• GIVEN TEXT
┌────────
Real Estate industry globally is cyclical in nature and in India it is no different. The real estate cycle is tied to demand and supply of real estate and it is in turn closely tied to the cycles of construction activity and the economy in general. The dynamics of demand and supply of real estate are affected by couple of factors which accentuates its cyclical nature.
Speculators / investors: if we all bought real estate only for our own consumption i.e. only for the purpose of living, the real estate cycle would be much more smooth.
However, real estate is also an investment option to park our savings and arguably, it is a relatively safer option for preserving our capital. It does not require any understanding of the complicated world of investments. It is like gold something which is tangible and which we can touch and feel. This is especially true of India where we are enamoured by real estate and have always believed that the prices of real estate can never go down (not really true as we will see but most Indians continue to believe it nevertheless).
Then there are speculators who buy real estate just so they can sell it at a higher price. Of course not everyone can speculate in real estate since it involves a large initial investment.
Leverage: the second factor which gives rise to the boom bust cycles in real estate is credit – both to the real estate developers (supply side) and the buyers (demand side). The real estate bubble in the US economy in 2008 took leverage to an altogether new level. Artificial demand was stimulated through all kinds of dodgy loan practices which required the buyer to put little equity in their purchase, in the process creating an army of speculators. These loans were churned through securitization (CDO, ABS, CMBS, RMBS etc.). The lose loan practices created more demand and securitization created ever more supply for these loans. I will not go into the details here since we all know how that ended.
Understanding real estate cycles
The real estate cycle comprises of four stages and in general looks like this:
Let me spend some time on this figure since it requires a little explaining. In the above diagram, x-axis represents the long term occupancy average and the y-axis represents supply-demand mismatch. What is important to understand is that the above curve does not necessarily represent the house prices, which can continue to rise even during the hypersupply phase.
First, let us try to understand the four quadrants or phases of the real estate cycle.
Phase 1 starts when the demand for real estate is at its lowest point and gradually starts improving as the demand starts picking up. Since very little construction takes place during this phase the vacancy declines and prices start increasing gradually.
During phase 2, fresh construction starts at an increasing pace led by the increase in demand. However, demand outstrips supply and hence vacancy continues to rise along with the house prices. The continues increase in house prices leads to more demand which in turn leads to ever more supply.
Phase 3 starts when there is a slowdown in demand due to some external shock to the economy. However, the supply cannot be cutoff immediately as there is a lot of construction which is already in progress. At some point in phase 3, the prices will plateau due to the mismatch between supply and demand.
During phase 4, the demand continues to decline as more construction is completed and the vacancy continue to pile up. During the last stage of phase 4, there is doom and gloom all around as the price decline leads to less demand which further leads to lower prices.
└────────
• Items listed in a dataset
┌────────
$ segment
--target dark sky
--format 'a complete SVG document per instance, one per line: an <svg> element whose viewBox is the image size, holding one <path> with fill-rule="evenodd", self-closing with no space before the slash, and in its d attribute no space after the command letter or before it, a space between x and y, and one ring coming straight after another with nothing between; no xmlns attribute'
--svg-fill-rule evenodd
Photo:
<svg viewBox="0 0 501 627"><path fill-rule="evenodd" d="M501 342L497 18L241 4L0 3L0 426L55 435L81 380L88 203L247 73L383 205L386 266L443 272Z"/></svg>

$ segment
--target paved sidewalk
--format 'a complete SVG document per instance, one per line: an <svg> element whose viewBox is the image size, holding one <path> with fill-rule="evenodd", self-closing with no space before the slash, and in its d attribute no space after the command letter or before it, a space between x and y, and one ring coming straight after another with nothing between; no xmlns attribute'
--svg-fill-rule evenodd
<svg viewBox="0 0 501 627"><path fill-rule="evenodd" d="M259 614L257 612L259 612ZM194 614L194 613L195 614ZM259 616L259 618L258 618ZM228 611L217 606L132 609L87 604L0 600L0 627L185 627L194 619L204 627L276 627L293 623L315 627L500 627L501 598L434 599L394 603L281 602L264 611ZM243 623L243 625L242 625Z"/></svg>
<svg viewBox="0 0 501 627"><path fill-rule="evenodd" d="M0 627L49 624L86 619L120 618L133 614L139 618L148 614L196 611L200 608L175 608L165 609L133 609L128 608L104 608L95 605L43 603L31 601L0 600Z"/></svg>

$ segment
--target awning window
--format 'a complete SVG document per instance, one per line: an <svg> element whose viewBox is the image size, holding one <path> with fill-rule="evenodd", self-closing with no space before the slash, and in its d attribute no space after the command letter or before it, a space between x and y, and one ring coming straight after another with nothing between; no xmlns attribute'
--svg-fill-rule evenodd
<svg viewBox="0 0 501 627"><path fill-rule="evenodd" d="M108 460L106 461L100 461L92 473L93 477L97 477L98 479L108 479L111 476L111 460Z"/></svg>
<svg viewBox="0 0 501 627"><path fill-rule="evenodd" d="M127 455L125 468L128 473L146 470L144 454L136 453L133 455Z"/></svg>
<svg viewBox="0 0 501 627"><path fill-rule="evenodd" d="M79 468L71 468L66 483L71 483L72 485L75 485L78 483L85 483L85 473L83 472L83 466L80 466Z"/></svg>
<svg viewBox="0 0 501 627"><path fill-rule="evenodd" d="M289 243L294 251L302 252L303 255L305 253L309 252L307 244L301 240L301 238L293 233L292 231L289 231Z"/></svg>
└────────
• THE TASK
Print the stretch of the real estate cycle text above from "During phase 2, fresh" through "supply and demand.", word for word.

• CORRECT OUTPUT
During phase 2, fresh construction starts at an increasing pace led by the increase in demand. However, demand outstrips supply and hence vacancy continues to rise along with the house prices. The continues increase in house prices leads to more demand which in turn leads to ever more supply.
Phase 3 starts when there is a slowdown in demand due to some external shock to the economy. However, the supply cannot be cutoff immediately as there is a lot of construction which is already in progress. At some point in phase 3, the prices will plateau due to the mismatch between supply and demand.